= Assignment =
Repeat every record below, word for word.

"""

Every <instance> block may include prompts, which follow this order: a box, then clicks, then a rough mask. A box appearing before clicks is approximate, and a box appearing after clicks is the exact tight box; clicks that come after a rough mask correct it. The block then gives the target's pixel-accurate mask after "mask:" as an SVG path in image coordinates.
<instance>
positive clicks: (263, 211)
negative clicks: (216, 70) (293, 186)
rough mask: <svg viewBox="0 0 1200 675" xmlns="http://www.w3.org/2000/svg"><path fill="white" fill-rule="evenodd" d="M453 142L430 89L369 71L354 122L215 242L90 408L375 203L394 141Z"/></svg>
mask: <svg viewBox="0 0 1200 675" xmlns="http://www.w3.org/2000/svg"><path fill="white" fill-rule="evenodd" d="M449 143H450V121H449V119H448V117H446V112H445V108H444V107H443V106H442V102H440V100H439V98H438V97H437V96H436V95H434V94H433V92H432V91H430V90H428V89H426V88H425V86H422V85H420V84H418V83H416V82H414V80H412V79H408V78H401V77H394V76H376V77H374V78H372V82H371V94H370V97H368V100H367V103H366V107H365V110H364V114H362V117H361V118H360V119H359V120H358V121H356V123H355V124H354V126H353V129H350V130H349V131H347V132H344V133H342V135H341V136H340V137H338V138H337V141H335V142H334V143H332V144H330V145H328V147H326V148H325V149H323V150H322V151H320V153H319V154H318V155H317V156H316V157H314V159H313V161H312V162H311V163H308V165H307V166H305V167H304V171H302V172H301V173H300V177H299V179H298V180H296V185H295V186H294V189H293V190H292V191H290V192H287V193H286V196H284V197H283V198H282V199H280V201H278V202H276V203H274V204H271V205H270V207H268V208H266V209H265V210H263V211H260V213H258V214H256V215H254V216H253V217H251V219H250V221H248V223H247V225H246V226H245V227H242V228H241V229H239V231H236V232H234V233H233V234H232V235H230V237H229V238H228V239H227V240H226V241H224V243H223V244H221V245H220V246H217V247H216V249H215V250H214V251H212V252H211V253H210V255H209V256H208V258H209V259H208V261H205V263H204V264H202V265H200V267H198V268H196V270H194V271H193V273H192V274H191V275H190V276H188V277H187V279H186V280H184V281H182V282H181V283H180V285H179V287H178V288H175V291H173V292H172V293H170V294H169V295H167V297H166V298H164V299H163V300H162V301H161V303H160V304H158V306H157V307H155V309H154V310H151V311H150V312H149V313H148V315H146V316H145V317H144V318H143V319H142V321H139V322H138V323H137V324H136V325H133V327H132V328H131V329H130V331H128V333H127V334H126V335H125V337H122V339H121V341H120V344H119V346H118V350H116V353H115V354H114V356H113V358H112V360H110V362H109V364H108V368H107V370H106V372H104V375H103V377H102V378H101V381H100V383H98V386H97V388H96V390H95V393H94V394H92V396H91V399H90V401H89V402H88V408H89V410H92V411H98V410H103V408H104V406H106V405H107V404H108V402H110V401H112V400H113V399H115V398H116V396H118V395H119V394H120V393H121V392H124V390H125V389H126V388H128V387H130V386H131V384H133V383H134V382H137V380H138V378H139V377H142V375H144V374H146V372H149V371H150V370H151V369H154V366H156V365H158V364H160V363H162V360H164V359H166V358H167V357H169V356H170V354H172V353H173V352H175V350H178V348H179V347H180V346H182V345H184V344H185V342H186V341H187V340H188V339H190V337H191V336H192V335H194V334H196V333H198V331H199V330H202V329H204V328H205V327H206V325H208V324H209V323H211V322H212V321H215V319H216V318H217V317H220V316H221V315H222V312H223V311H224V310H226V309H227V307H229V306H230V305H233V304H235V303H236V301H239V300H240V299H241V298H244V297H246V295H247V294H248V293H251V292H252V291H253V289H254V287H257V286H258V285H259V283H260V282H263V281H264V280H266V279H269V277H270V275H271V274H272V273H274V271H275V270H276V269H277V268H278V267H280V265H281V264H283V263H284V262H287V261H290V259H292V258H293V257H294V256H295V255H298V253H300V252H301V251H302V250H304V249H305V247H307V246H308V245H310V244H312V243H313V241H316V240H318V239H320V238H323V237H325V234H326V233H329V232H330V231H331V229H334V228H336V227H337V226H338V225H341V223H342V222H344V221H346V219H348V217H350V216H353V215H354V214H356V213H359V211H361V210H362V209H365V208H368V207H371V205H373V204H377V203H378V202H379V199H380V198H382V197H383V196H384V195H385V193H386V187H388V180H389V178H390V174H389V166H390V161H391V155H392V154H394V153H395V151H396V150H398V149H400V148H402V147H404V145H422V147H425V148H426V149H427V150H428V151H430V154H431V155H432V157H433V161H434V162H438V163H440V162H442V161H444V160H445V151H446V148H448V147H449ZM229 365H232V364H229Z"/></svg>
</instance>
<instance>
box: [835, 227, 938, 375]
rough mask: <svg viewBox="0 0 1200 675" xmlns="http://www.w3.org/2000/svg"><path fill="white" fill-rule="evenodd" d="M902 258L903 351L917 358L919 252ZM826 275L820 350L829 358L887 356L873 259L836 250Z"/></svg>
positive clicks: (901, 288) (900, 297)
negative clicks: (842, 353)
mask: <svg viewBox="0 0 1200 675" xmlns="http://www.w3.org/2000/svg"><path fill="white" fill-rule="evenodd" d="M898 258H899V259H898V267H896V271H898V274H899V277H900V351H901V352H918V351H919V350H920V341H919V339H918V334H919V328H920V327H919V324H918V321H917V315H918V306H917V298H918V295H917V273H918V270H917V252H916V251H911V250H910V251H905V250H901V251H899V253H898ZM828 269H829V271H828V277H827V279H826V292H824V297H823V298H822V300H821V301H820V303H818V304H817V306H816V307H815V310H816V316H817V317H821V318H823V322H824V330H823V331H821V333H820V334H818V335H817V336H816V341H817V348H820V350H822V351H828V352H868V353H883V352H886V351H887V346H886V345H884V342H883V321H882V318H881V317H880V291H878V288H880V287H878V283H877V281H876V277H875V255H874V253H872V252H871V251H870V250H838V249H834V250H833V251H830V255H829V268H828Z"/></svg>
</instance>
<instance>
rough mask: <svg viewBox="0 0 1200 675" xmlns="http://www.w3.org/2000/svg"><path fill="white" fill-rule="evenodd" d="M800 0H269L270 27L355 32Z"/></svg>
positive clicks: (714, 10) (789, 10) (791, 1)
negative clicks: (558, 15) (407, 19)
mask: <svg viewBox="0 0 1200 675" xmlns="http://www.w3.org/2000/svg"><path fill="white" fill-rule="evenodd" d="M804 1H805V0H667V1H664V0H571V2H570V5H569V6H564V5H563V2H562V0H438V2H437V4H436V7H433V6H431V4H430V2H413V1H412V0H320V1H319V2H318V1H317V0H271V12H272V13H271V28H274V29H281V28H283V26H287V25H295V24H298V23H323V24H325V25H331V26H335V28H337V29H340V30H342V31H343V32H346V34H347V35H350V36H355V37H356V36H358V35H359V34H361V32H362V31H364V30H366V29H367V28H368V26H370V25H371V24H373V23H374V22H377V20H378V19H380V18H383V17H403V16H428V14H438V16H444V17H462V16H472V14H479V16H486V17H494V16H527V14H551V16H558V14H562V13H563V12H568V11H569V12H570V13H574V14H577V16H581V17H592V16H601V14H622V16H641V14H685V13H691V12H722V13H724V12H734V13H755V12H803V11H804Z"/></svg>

"""

= Solution below =
Every <instance> block may include prompts, which follow this order: a box, then clicks, then a rough mask. A box appearing before clicks is approximate, and a box appearing after clicks is the exact tight box; clicks that come after a rough mask correct it. The block then gives the target's pixel-accurate mask after "mask:" as an SVG path in image coordinates.
<instance>
positive clicks: (263, 211)
negative clicks: (216, 70) (293, 186)
rough mask: <svg viewBox="0 0 1200 675" xmlns="http://www.w3.org/2000/svg"><path fill="white" fill-rule="evenodd" d="M453 142L430 89L369 71L354 122L215 242L90 408L375 203L394 141Z"/></svg>
mask: <svg viewBox="0 0 1200 675" xmlns="http://www.w3.org/2000/svg"><path fill="white" fill-rule="evenodd" d="M449 143H450V121H449V119H448V117H446V112H445V108H444V107H443V106H442V102H440V100H439V98H438V97H437V96H436V95H434V94H433V92H432V91H430V90H428V89H426V88H425V86H422V85H420V84H418V83H416V82H414V80H412V79H408V78H401V77H394V76H376V77H374V78H372V82H371V94H370V97H368V100H367V103H366V107H365V110H364V114H362V117H361V118H360V119H359V120H358V121H356V123H355V124H354V126H353V129H350V130H349V131H347V132H344V133H342V135H341V136H340V137H338V138H337V141H335V142H334V143H332V144H330V145H328V147H326V148H325V149H323V150H322V151H320V153H319V154H318V155H317V156H316V157H314V159H313V161H312V162H311V163H308V165H307V166H305V167H304V171H302V172H301V173H300V177H299V179H298V180H296V185H295V186H294V189H293V190H292V191H290V192H287V193H286V196H284V197H283V198H282V199H280V201H278V202H276V203H274V204H271V205H270V207H268V208H266V209H265V210H263V211H260V213H258V214H256V215H254V216H253V217H251V219H250V221H248V223H247V225H246V226H245V227H242V228H241V229H239V231H236V232H234V233H233V234H232V235H230V237H229V238H228V239H227V240H226V241H224V243H223V244H221V245H220V246H217V247H216V249H215V250H214V251H212V252H211V253H210V255H209V256H208V258H209V259H208V261H205V263H204V264H202V265H200V267H198V268H196V270H194V271H193V273H192V274H191V275H190V276H188V277H187V279H186V280H184V281H182V282H181V283H180V285H179V287H178V288H175V291H173V292H172V293H170V294H169V295H167V297H166V298H164V299H163V300H162V301H161V303H160V304H158V306H157V307H155V309H154V310H151V311H150V312H149V313H148V315H146V316H145V317H144V318H143V319H142V321H139V322H138V323H137V324H136V325H133V327H132V328H131V329H130V331H128V333H127V334H126V335H125V337H122V339H121V341H120V344H119V346H118V350H116V353H115V354H114V356H113V358H112V360H110V362H109V364H108V368H107V370H106V372H104V375H103V377H102V378H101V381H100V383H98V386H97V388H96V390H95V393H94V394H92V396H91V399H90V401H89V402H88V408H89V410H92V411H98V410H103V408H104V406H106V405H107V404H108V402H110V401H112V400H113V399H115V398H116V396H118V395H119V394H120V393H121V392H124V390H125V389H126V388H128V387H130V386H131V384H133V383H134V382H137V380H138V378H139V377H142V375H144V374H146V372H149V371H150V370H151V369H154V366H156V365H158V364H160V363H162V360H164V359H166V358H167V357H169V356H170V354H172V353H173V352H175V350H178V348H179V347H180V346H182V345H184V344H185V342H186V341H187V340H188V339H190V337H191V336H192V335H194V334H196V333H198V331H199V330H202V329H204V328H205V327H206V325H208V324H209V323H211V322H212V321H215V319H216V318H217V317H220V316H221V315H222V312H223V311H224V310H226V309H227V307H229V306H230V305H233V304H235V303H236V301H239V300H240V299H241V298H244V297H246V295H247V294H248V293H251V292H252V291H253V289H254V287H257V286H258V285H259V283H260V282H263V281H264V280H266V279H269V277H270V275H271V274H272V273H274V271H275V270H276V269H277V268H278V267H280V265H281V264H283V263H284V262H287V261H290V259H292V258H293V257H294V256H295V255H298V253H300V252H301V251H302V250H304V249H305V247H307V246H308V245H310V244H312V243H313V241H316V240H318V239H320V238H323V237H325V234H326V233H329V232H330V231H331V229H334V228H336V227H337V226H338V225H341V223H342V222H344V221H346V219H348V217H350V216H353V215H354V214H356V213H359V211H361V210H362V209H365V208H368V207H371V205H373V204H377V203H378V202H379V199H380V198H382V197H383V196H384V195H385V193H386V187H388V180H389V178H390V174H389V166H390V161H391V155H392V154H394V153H395V151H396V150H398V149H400V148H402V147H404V145H422V147H425V148H426V149H427V150H428V151H430V154H431V155H432V157H433V161H434V162H438V163H440V162H442V161H444V160H445V151H446V148H448V147H449ZM229 365H232V364H229Z"/></svg>
</instance>
<instance>
box: [835, 227, 938, 375]
rough mask: <svg viewBox="0 0 1200 675" xmlns="http://www.w3.org/2000/svg"><path fill="white" fill-rule="evenodd" d="M902 258L903 351L917 358L919 252ZM826 275L820 350L829 358L887 356L873 259L836 250Z"/></svg>
positive clicks: (901, 288) (900, 297)
negative clicks: (842, 353)
mask: <svg viewBox="0 0 1200 675" xmlns="http://www.w3.org/2000/svg"><path fill="white" fill-rule="evenodd" d="M898 258H899V259H898V267H896V271H898V274H899V277H900V351H901V352H918V351H919V350H920V341H919V339H918V334H919V328H920V327H919V324H918V321H917V315H918V306H917V298H918V295H917V273H918V270H917V252H916V251H911V250H910V251H905V250H901V251H899V253H898ZM828 269H829V271H828V277H827V279H826V292H824V297H823V298H822V300H821V301H820V303H818V304H817V306H816V307H815V310H816V316H817V317H821V318H823V322H824V330H823V331H821V333H820V334H818V335H817V336H816V341H817V348H820V350H822V351H828V352H868V353H883V352H886V351H887V346H886V345H884V342H883V321H882V318H881V317H880V291H878V288H880V287H878V283H877V281H876V277H875V255H874V253H872V252H871V251H870V250H838V249H834V250H833V251H830V255H829V268H828Z"/></svg>
</instance>
<instance>
rough mask: <svg viewBox="0 0 1200 675" xmlns="http://www.w3.org/2000/svg"><path fill="white" fill-rule="evenodd" d="M800 0H269L270 27L355 32Z"/></svg>
positive clicks: (714, 10) (789, 10) (791, 1)
negative clicks: (558, 15) (407, 19)
mask: <svg viewBox="0 0 1200 675" xmlns="http://www.w3.org/2000/svg"><path fill="white" fill-rule="evenodd" d="M804 1H805V0H667V1H664V0H571V2H570V5H569V6H564V5H563V2H562V0H438V2H437V4H436V7H433V6H431V4H430V2H413V1H412V0H320V1H319V2H318V1H317V0H271V12H272V13H271V28H274V29H281V28H283V26H287V25H295V24H298V23H323V24H325V25H331V26H335V28H337V29H340V30H342V31H343V32H346V34H347V35H350V36H355V37H356V36H358V35H359V34H361V32H362V31H364V30H366V29H367V28H368V26H370V25H371V24H373V23H374V22H377V20H378V19H380V18H383V17H403V16H428V14H438V16H444V17H462V16H472V14H479V16H486V17H494V16H527V14H551V16H558V14H562V13H563V12H568V11H569V12H570V13H574V14H577V16H581V17H592V16H601V14H622V16H641V14H685V13H691V12H722V13H724V12H734V13H755V12H803V11H804Z"/></svg>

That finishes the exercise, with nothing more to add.